ABOUT THIS TASK: In the copy of the lines below, leave out pictures and print everything else exactly.
== Segment start ==
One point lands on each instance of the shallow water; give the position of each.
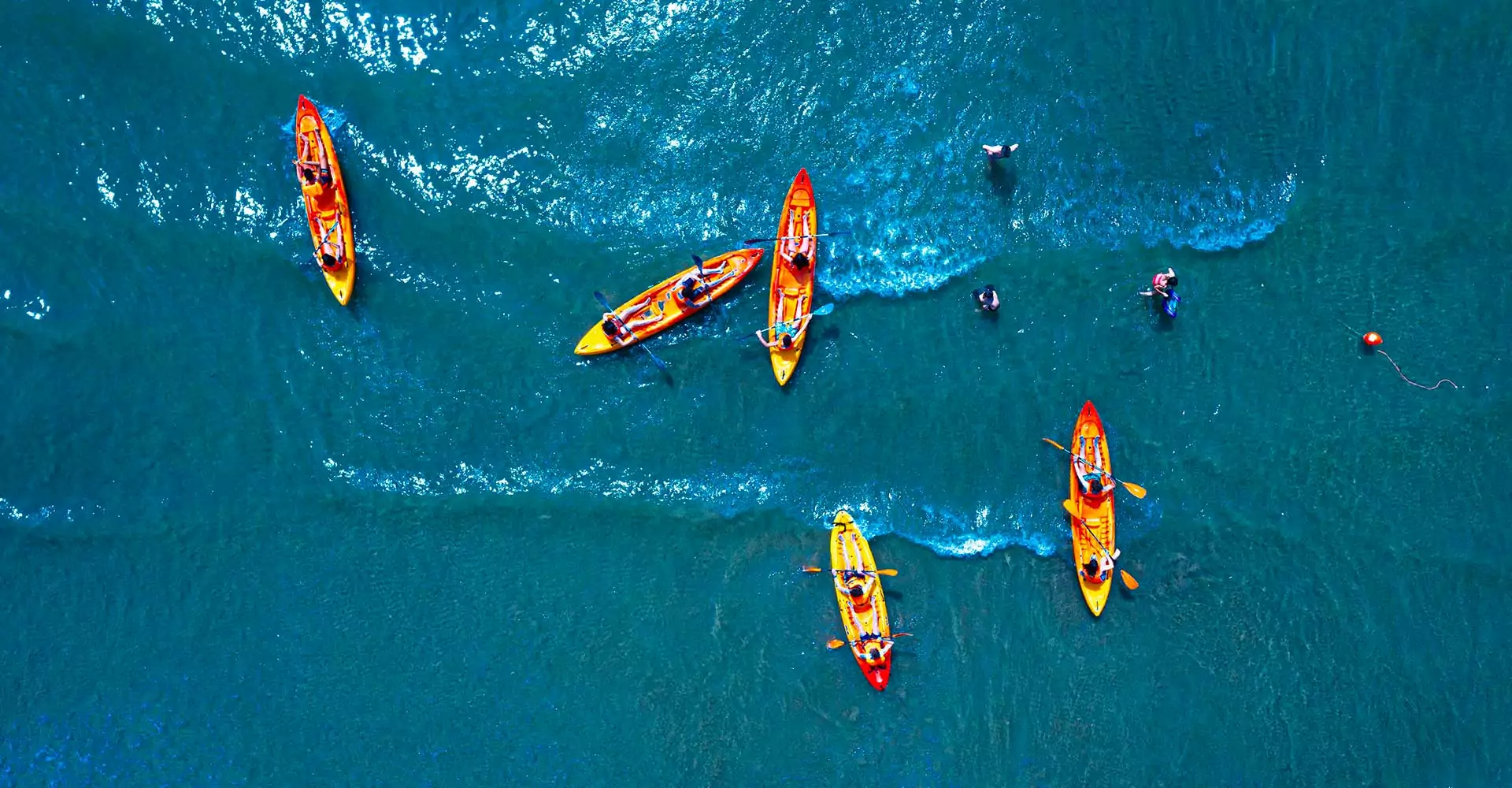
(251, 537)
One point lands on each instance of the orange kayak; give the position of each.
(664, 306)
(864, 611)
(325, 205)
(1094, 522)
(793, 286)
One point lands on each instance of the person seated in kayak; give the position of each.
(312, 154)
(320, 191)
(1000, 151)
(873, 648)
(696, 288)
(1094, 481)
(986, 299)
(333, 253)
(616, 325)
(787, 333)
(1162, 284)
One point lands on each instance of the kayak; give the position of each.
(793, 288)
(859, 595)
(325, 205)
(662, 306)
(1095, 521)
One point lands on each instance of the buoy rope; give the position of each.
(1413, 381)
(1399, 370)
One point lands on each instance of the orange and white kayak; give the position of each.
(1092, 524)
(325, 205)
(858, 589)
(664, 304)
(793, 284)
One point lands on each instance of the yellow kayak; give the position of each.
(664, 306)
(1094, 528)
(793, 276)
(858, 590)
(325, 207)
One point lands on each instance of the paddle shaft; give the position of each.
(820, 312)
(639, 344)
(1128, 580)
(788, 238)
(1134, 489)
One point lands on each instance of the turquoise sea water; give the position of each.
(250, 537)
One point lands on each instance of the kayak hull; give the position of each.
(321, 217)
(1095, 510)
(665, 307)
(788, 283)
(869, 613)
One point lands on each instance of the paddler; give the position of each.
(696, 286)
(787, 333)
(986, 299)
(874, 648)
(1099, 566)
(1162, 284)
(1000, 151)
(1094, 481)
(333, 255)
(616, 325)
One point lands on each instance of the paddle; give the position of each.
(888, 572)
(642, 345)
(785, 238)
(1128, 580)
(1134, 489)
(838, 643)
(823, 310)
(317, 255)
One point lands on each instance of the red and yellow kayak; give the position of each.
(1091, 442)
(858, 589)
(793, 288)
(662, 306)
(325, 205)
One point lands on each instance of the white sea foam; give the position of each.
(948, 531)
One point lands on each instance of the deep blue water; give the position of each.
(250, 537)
== Segment end ==
RESPONSE TO THIS TASK:
One point lands on each instance of the shallow water; give the position of each.
(251, 537)
One point lands on each instance of the orange kayak; give the position of each.
(664, 306)
(864, 611)
(325, 205)
(1094, 522)
(793, 286)
One point lands on each instance of the person seated in kayak; give the position of each.
(312, 154)
(320, 191)
(1000, 151)
(873, 648)
(696, 288)
(1094, 481)
(986, 299)
(333, 253)
(616, 325)
(787, 333)
(1162, 284)
One point lands on each instance of the kayak; give the position of each.
(793, 288)
(859, 595)
(325, 205)
(662, 306)
(1095, 521)
One point lands on each instance of the buoy rope; give the position of each.
(1413, 381)
(1399, 370)
One point lands on each instance of the orange and white kayak; give the position of each.
(1092, 524)
(325, 205)
(858, 589)
(664, 304)
(793, 284)
One point lands on each instance of the yellow kayak; give the position of each.
(664, 306)
(1094, 528)
(793, 276)
(858, 590)
(325, 207)
One point lands on each instance of the paddle shaft; give the position of each.
(820, 312)
(639, 344)
(1128, 580)
(788, 238)
(1134, 489)
One point lands on each instance of the turquoise sea water; give the position of each.
(250, 537)
One point lands on each instance of the kayak hull; give the position of each.
(321, 217)
(1095, 510)
(665, 307)
(788, 283)
(869, 613)
One point lands on each instance of the paddler; give the position of each.
(696, 286)
(787, 333)
(986, 299)
(874, 648)
(1099, 566)
(1162, 284)
(1000, 151)
(1094, 481)
(333, 255)
(616, 325)
One point lands on each instance of the paddle; give the position of each.
(888, 572)
(642, 345)
(785, 238)
(1128, 580)
(1134, 489)
(838, 643)
(823, 310)
(317, 255)
One point lands on each instance of the red and yellow kayak; give the position of each.
(1091, 442)
(858, 589)
(793, 288)
(662, 306)
(325, 205)
One point lands on each instance of the white sea foam; give the position of each.
(948, 531)
One point lands on each instance of the deep blue water; give the position of each.
(250, 537)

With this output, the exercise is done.